* _Instructions to follow_: Put every line of the records below into a JSON list of strings, one string per line, with blank lines dropped. Leave the pictures out.

* _Material for this exercise_:

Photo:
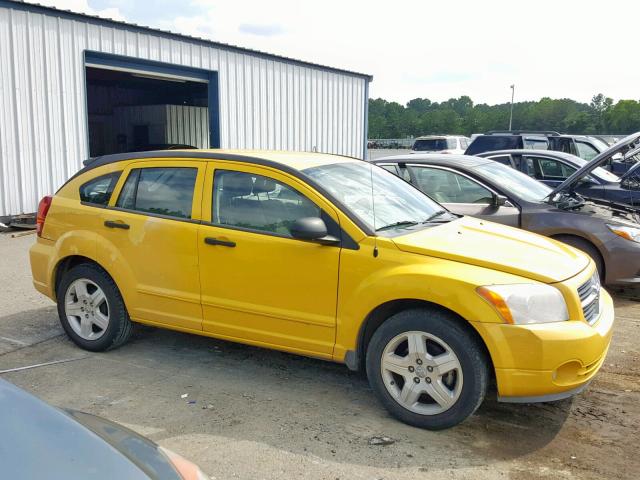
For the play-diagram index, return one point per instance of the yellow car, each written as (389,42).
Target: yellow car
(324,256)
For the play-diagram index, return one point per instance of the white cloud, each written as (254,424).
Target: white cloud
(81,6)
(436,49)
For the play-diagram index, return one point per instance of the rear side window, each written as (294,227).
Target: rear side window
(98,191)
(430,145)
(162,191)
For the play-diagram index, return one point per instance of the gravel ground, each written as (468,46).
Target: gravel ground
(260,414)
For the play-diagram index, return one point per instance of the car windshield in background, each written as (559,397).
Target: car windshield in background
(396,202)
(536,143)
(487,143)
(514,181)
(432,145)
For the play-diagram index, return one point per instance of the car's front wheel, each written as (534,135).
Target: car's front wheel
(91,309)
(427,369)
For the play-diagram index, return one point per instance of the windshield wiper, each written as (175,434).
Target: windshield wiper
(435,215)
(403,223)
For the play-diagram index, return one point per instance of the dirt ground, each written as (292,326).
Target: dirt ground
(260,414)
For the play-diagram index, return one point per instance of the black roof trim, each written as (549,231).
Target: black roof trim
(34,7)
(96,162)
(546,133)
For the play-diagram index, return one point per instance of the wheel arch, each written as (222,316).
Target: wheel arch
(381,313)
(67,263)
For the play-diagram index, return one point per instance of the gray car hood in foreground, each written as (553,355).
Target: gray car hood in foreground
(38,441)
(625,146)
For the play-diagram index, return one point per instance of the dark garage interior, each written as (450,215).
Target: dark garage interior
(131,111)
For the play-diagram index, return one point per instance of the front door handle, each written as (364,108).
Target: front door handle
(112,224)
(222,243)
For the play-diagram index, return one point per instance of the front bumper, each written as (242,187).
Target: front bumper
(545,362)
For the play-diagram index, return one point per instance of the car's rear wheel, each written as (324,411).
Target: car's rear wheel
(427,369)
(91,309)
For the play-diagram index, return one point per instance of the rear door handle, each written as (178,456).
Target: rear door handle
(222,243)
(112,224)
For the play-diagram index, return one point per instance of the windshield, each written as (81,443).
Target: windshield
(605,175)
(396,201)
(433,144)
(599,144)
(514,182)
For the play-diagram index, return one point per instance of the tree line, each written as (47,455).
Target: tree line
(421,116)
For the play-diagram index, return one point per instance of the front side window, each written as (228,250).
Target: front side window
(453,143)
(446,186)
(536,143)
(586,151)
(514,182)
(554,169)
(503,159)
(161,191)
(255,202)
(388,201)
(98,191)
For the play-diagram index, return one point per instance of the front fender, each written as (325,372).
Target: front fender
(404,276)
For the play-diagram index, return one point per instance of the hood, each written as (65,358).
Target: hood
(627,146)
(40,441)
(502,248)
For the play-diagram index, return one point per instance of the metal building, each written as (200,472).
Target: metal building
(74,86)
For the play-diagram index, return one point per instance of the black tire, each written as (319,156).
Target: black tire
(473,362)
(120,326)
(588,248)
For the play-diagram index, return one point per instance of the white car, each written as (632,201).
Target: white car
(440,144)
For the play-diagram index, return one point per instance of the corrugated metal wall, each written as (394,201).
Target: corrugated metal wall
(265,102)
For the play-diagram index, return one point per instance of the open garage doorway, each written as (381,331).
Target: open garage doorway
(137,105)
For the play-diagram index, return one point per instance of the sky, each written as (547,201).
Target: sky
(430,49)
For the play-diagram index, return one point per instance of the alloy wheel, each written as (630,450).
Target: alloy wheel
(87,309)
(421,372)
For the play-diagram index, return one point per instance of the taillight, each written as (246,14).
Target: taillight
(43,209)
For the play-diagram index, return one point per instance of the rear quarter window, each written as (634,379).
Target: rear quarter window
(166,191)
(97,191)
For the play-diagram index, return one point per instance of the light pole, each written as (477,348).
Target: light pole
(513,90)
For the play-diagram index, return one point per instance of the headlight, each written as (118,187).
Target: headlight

* _Written answer_:
[
  "Photo:",
  "For the play-diagram index, return one point per instance of the yellow car, each written as (389,42).",
  "Target: yellow car",
  "(324,256)",
  "For the play-diagram index, return one point per instance of the white cloud, each written as (254,424).",
  "Target: white cloud",
  "(81,6)",
  "(436,49)",
  "For the play-diagram index, return one point per instance of the rear side window, each written as (294,227).",
  "Target: rear side window",
  "(98,191)",
  "(430,145)",
  "(162,191)",
  "For the play-diagram index, return one point per instance of the gravel ground, each written as (468,46).",
  "Target: gravel ground",
  "(260,414)",
  "For the play-diagram index, return one point per instance of the car windshield in background, each written as (559,397).",
  "Target: car windshield in background",
  "(396,202)",
  "(536,143)",
  "(487,143)",
  "(514,181)",
  "(432,145)",
  "For the play-diagram index, return one point per instance of the car's front wheel, each written as (534,135).",
  "Target: car's front wheel",
  "(91,309)",
  "(427,369)",
  "For the play-diagram index, return one point per instance of the windshield wiper, each written as (175,434).",
  "Target: windshield wiper",
  "(435,215)",
  "(403,223)",
  "For the play-diagram index, return one point per instance of the dirt ground, each written as (292,326).",
  "Target: dirt ground",
  "(260,414)",
  "For the play-diagram index, return one point per instance of the black roof trim, each written as (549,231).",
  "Target: black roof trim",
  "(34,7)",
  "(96,162)",
  "(546,133)",
  "For the play-diagram index, return one point per instance of the wheel arch, each written as (222,316).",
  "Target: wheel arch",
  "(381,313)",
  "(67,263)",
  "For the play-diagram index, return one point per instance of the gray car hood in foreground, each written as (553,355).",
  "Target: gray car hood in foreground",
  "(38,441)",
  "(625,146)",
  "For the play-diagram index, return one point per instance of the dark garage interior, each written as (450,215).",
  "Target: dark garage interior",
  "(131,111)",
  "For the play-diagram index, return one point per instance of the front door handle, each written as (364,108).",
  "Target: front door handle",
  "(112,224)",
  "(222,243)",
  "For the play-diagram index, return one point per instance of the front bumper, each written as (242,187).",
  "Target: front bumper",
  "(545,362)",
  "For the play-diagram index, return one point per instance of the car's rear wheel, each written as (324,411).",
  "Target: car's rear wheel",
  "(427,369)",
  "(91,309)",
  "For the play-diagram index, return one point per instance of the rear door handle, each written as (178,456).",
  "Target: rear door handle",
  "(222,243)",
  "(112,224)",
  "For the play-diagram index, return one point per instance of the windshield, each written as (81,443).",
  "Target: windshield",
  "(605,175)",
  "(396,201)",
  "(433,144)",
  "(599,144)",
  "(514,182)",
  "For the play-diagram index, return one point per instance of the tree line, each written as (47,455).",
  "Target: tree line",
  "(421,116)",
  "For the play-diagram index, return one point per instance of the front side window, each written as (228,250).",
  "Target: front side window",
  "(453,143)",
  "(446,186)",
  "(536,143)",
  "(586,151)",
  "(514,182)",
  "(554,169)",
  "(503,159)",
  "(161,191)",
  "(255,202)",
  "(388,201)",
  "(98,191)",
  "For the play-diagram index, return one point per instance of the front fender, each written as (325,372).",
  "Target: front fender",
  "(404,276)",
  "For the play-diagram index, return one point per instance of the hood, each written as (65,358).",
  "Target: hood",
  "(627,146)",
  "(40,441)",
  "(502,248)",
  "For the play-diagram index, return one point per instance of the metal building, each written as (200,472).",
  "Target: metal building",
  "(74,86)",
  "For the play-diagram index, return one point per instance of the black tire, each written as (319,156).",
  "Target: black tire",
  "(473,362)",
  "(120,326)",
  "(588,248)",
  "For the play-diagram index, return one point per instance of the white car, each written as (632,201).",
  "Target: white car",
  "(440,144)",
  "For the play-diagram index, return one point per instance of the corrugated metal wall, each written as (394,201).",
  "Target: corrugated metal wall",
  "(265,102)",
  "For the play-diagram index, return one point per instance of the open garage doorway, each written as (381,331).",
  "Target: open garage doorway",
  "(137,105)",
  "For the play-diagram index, return one point per instance of the sky, each written as (547,201).",
  "Target: sky",
  "(430,49)",
  "For the play-diagram index, return one point per instance of the alloy wheel, each written as (630,450).",
  "Target: alloy wheel",
  "(87,309)",
  "(421,372)",
  "For the play-diagram index, return one point per instance of the taillight, each written as (246,14).",
  "Target: taillight",
  "(43,209)",
  "For the play-diagram index, return one point per instance of the rear quarter window, each written as (634,379).",
  "Target: rear quarter window",
  "(166,191)",
  "(97,191)",
  "For the play-diagram index, return one point per instance of the light pole, each written as (477,348).",
  "Target: light pole",
  "(513,90)",
  "For the play-diagram index, return one point per instance of the headlight, each written as (118,187).",
  "Target: headlight"
]